• **About this exercise**: Retype the data in its entirety, with no word changed.

• **Data supplied**:

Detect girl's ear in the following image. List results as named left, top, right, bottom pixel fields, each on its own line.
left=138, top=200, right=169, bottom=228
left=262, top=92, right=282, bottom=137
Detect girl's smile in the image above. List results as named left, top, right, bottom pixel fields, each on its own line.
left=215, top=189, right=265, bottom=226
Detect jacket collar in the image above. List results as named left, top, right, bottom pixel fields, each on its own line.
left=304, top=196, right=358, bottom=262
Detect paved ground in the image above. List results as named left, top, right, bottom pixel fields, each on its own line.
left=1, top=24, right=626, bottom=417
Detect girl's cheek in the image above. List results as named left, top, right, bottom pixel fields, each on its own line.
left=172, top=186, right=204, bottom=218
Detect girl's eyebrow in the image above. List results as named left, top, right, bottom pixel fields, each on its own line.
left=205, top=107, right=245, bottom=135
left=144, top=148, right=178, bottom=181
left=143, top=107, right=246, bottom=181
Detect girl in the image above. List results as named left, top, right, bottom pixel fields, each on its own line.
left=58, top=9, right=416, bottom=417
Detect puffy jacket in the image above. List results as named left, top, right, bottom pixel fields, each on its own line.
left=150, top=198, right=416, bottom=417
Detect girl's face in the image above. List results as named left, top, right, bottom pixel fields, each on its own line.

• **Output for this task**:
Detect girl's ear in the following image. List results as named left, top, right, bottom pixel fields, each on its own line.
left=138, top=200, right=169, bottom=228
left=262, top=92, right=282, bottom=137
Detect girl's smile in the image above. List results as named left, top, right, bottom pixel fields, each on its own line.
left=215, top=189, right=265, bottom=226
Detect jacket collar in the image above. List results as named left, top, right, bottom pixel fields, each on its own line.
left=304, top=196, right=358, bottom=262
Detect paved ground in the image above. List results as named left, top, right, bottom pixel fields, each on its own line.
left=1, top=24, right=626, bottom=417
Detect girl's cheek in the image above. List results as named left, top, right, bottom pixel fields, each on its own line.
left=172, top=186, right=204, bottom=218
Detect girl's eyebrow in the image above. List results as named left, top, right, bottom pixel fields, each on its own line.
left=205, top=107, right=245, bottom=135
left=144, top=148, right=178, bottom=181
left=143, top=107, right=246, bottom=181
Detect girl in the image above. List results as named left, top, right, bottom pixel fields, each on its own line.
left=58, top=9, right=416, bottom=417
Detect puffy jacket in the image above. List results as named left, top, right, bottom pixel fields, each on its own line.
left=150, top=198, right=416, bottom=417
Detect girl's face in the image above. List results as named left, top, right, bottom pixel fields, each on its own line.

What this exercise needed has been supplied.